▶ _Exercise data_
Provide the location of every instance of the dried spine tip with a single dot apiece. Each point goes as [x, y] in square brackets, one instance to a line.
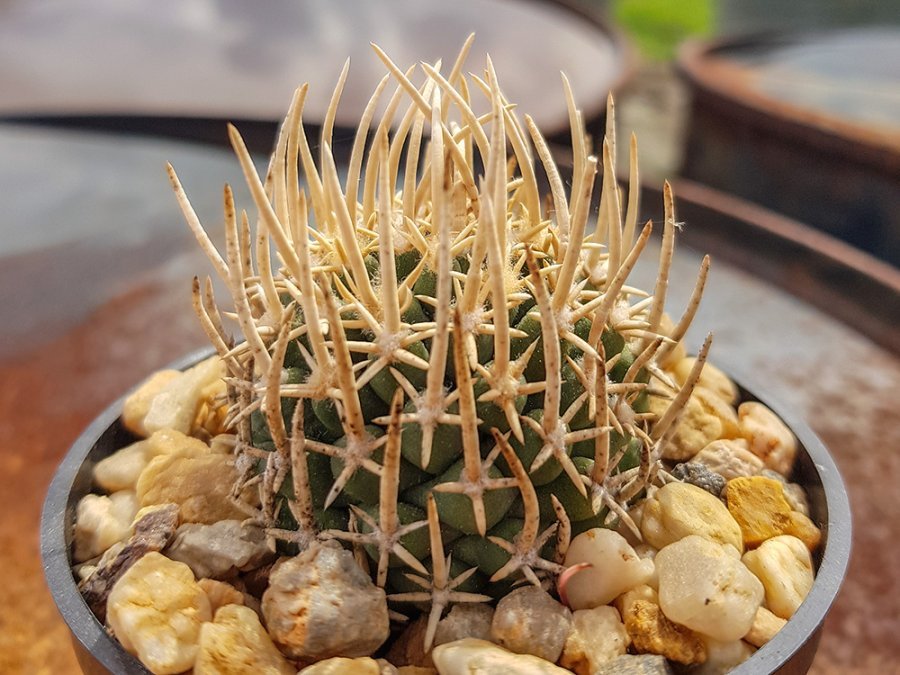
[444, 350]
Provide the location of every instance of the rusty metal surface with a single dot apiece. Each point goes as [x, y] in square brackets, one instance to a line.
[782, 129]
[62, 373]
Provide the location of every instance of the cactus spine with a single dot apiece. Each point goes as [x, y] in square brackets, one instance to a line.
[450, 377]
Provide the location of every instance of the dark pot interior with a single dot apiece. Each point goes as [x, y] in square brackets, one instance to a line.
[790, 652]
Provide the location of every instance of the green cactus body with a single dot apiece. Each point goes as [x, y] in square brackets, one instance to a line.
[447, 346]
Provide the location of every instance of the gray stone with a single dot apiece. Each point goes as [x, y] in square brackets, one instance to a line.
[465, 620]
[320, 604]
[699, 475]
[214, 551]
[529, 621]
[636, 664]
[152, 532]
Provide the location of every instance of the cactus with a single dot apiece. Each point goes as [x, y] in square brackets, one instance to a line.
[452, 370]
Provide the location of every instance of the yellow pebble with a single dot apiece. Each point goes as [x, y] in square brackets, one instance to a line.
[704, 419]
[765, 626]
[652, 633]
[678, 510]
[759, 507]
[785, 568]
[769, 437]
[137, 404]
[710, 377]
[235, 643]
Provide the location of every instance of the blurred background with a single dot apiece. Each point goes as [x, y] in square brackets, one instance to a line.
[778, 124]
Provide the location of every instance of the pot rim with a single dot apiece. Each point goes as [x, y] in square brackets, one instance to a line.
[802, 628]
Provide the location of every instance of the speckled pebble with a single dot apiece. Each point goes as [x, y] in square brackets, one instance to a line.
[730, 458]
[219, 549]
[320, 604]
[770, 438]
[705, 588]
[698, 474]
[636, 664]
[529, 621]
[465, 620]
[597, 637]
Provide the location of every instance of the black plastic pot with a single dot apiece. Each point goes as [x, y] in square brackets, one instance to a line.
[790, 652]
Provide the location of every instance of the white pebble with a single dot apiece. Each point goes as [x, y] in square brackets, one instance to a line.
[102, 521]
[730, 458]
[616, 568]
[237, 642]
[218, 549]
[175, 405]
[703, 587]
[477, 657]
[711, 378]
[596, 637]
[156, 610]
[121, 469]
[784, 567]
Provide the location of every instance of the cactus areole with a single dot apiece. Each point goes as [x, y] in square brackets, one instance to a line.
[438, 365]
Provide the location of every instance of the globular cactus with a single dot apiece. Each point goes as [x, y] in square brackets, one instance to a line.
[449, 377]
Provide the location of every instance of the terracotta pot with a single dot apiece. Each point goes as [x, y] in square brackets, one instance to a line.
[791, 651]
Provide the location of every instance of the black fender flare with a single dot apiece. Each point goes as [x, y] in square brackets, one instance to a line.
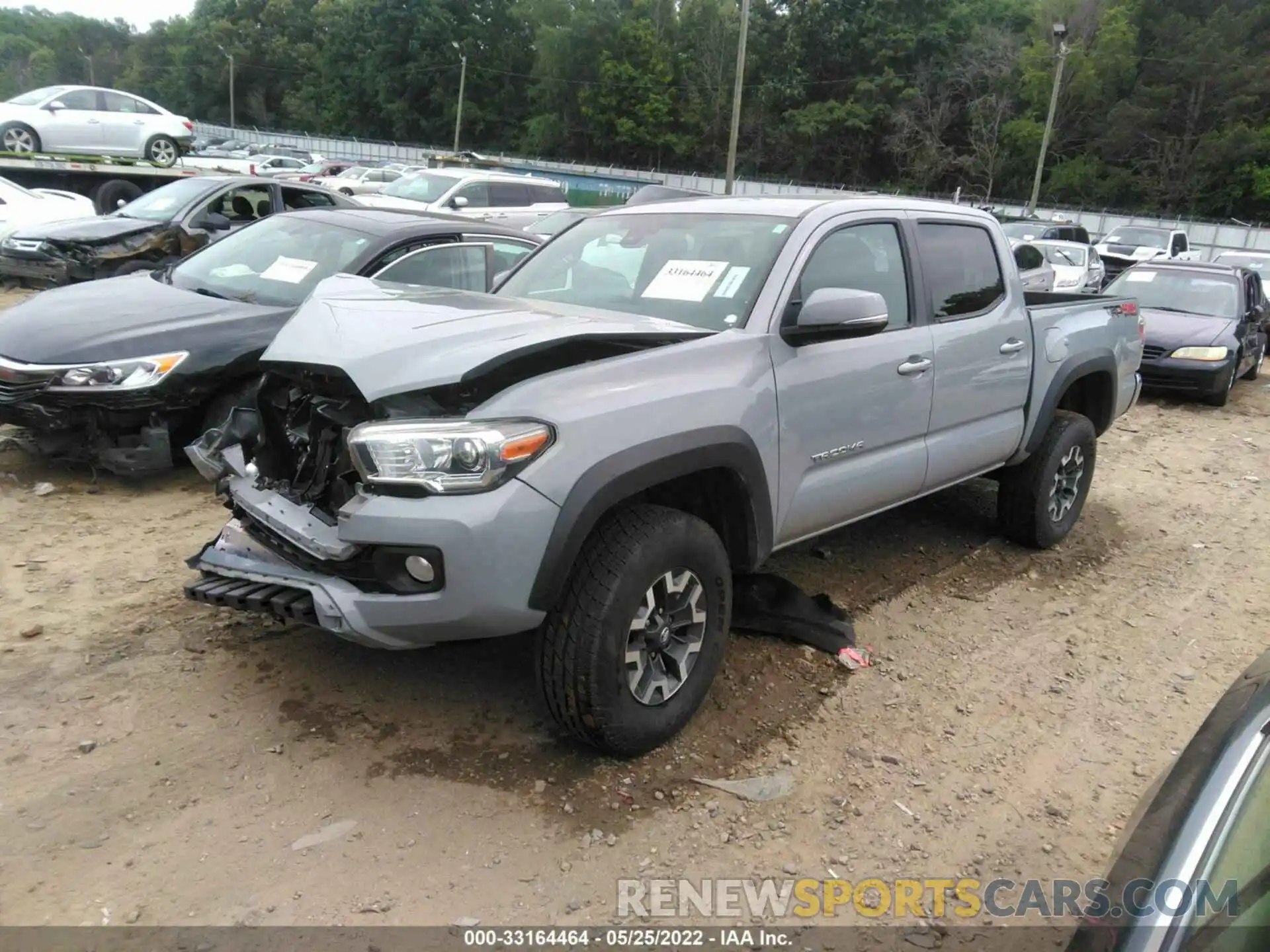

▶ _What is required_
After removing each picture, print the entries above exactly as they were.

▶ _Exercise output_
Provide the location of every instance of the dried spine tip with a single dot apiece. Each point goes as [x, y] in square brackets, one instance to a line.
[444, 350]
Provide the location of every instance of the rusty metal surface with a single dot apiece. Each point goes as [x, y] in square brackets, one instance to a line.
[782, 129]
[62, 373]
Provide the location of every instance of the cactus spine with a single dot apiece. Each point goes as [x, y] in square brackets, one instance to a line.
[450, 377]
Provide the location of every instance of the dark pot interior with a single dot apiece. Each point goes as [x, y] in square brackets, one instance to a line.
[790, 652]
Provide the location of every instance of the green cactus body with a single dot apiece. Each point goes as [x, y] in square brackets, one instance to a line.
[447, 346]
Provide the location of every instance of the gray stone with a single dot apiece. Each point goes as [x, y] in square brackets, one instance to a line.
[465, 620]
[320, 604]
[699, 475]
[214, 551]
[529, 621]
[636, 664]
[152, 532]
Provide the location of every instance of the cactus with a single dot apiece. Each point goes as [x, y] in square brackets, one instance to a line.
[452, 370]
Provide the location of every instance of the yellow pebble with a single dot apiece. Each point goes as [x, y] in square brackets, one instance to a line.
[704, 419]
[765, 626]
[652, 633]
[678, 510]
[759, 507]
[785, 568]
[769, 437]
[137, 404]
[710, 377]
[235, 643]
Provide the location of every instance of the blurred background with a single dot apiece. Each point goes as [x, y] in square brackets, one instance to a line.
[778, 124]
Provide the location of every instance of the pot rim with a single dot apiece. Each point goes as [x, y] in square brackets, one instance to a line.
[802, 628]
Provide the location of every instance of the speckled pebble with a single dot apiece. Each point goes as [x, y] in square brackets, one instance to a line.
[730, 458]
[219, 549]
[320, 604]
[770, 438]
[705, 588]
[698, 474]
[636, 664]
[529, 621]
[465, 620]
[597, 637]
Provide the location of every instance of the black plastic pot with a single dot apiece. Each point goes as [x, y] in square brackets, one instance to a line.
[790, 652]
Provide the location of every instance of the white pebble with a single dot apiece. Each point goes as [x, y] in square brackets, one instance to a line.
[102, 521]
[730, 458]
[616, 568]
[237, 642]
[218, 549]
[175, 405]
[703, 587]
[477, 657]
[711, 378]
[596, 637]
[156, 610]
[121, 469]
[784, 567]
Provide the location of every instance of the cactus areole with a single dot apiece. Each point goes as [x, y] in square brackets, one instance to a line.
[438, 365]
Provide the location of every instance of the globular cactus with a single dot apiece. Each point goes as [x, y] in square brackets, one instance to a line.
[449, 377]
Provide the location of every instance of the terracotta pot with a single dot apiece. Each point goes as [x, y] in square brackets, one instance to a line.
[791, 651]
Provide the location of every instance of the black fender flare with a single dot apiece. Each point goes as [x, y] in square brackets, one instance to a line.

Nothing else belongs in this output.